— Document passage —

++++

Example: Read From a Kinesis Stream in a Different Account - Amazon Kinesis Data Analytics

Example: Read From a Kinesis Stream in a Different Account

This example demonstrates how to create an Amazon Kinesis Data Analytics application that reads data from a Kinesis stream in a different account. In this example, you will use one account for the source Kinesis stream, and a second account for the Kinesis Data Analytics application and sink Kinesis stream.

Prerequisites

  • In this tutorial, you modify the Getting Started example to read data from a Kinesis stream in a different account. Complete the Getting Started (DataStream API) tutorial before proceeding.

  • You need two AWS accounts to complete this tutorial: one for the source stream, and one for the application and the sink stream. Use the AWS account you used for the Getting Started tutorial for the application and sink stream. Use a different AWS account for the source stream.

++++

— Provided data —

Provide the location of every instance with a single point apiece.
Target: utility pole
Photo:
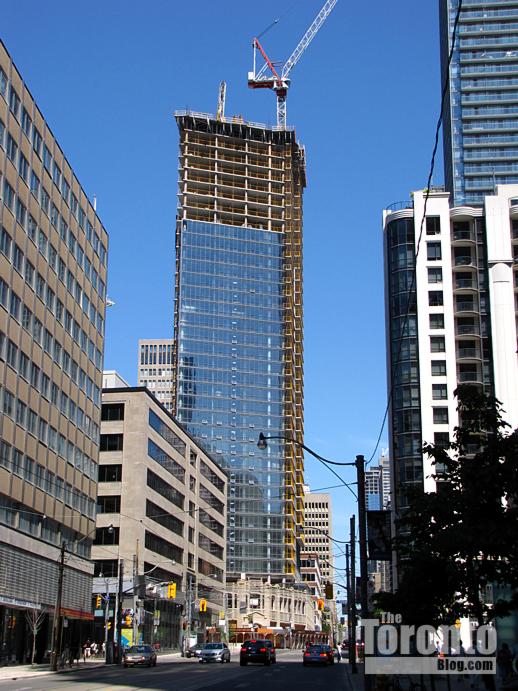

++++

— What to work on —
a. According to the Kinesis cross-account tutorial, which AWS account should you use for the application and the sink stream?
b. Continue the Kinesis cross-account tutorial from the point where it ends.

— Answers to the exercises —
a. The AWS account you used for the Getting Started tutorial.

b.
Setup

You will access your two AWS accounts by using named profiles. Modify your AWS credentials and configuration files to include two profiles that contain the region and connection information for your two accounts.

The following example credential file contains two named profiles, ka-source-stream-account-profile and ka-sink-stream-account-profile. Use the account you used for the Getting Started tutorial for the sink stream account.

[ka-source-stream-account-profile] aws_access_key_id=AKIAIOSFODNN7EXAMPLE aws_secret_access_key=wJalrXUtnFEMI/K7MDENG/bPxRfiCYEXAMPLEKEY [ka-sink-stream-account-profile] aws_access_key_id=AKIAI44QH8DHBEXAMPLE aws_secret_access_key=je7MtGbClwBF/2Zp9Utk/h3yCo8nvbEXAMPLEKEY

The following example configuration file contains the same named profiles with region and output format information.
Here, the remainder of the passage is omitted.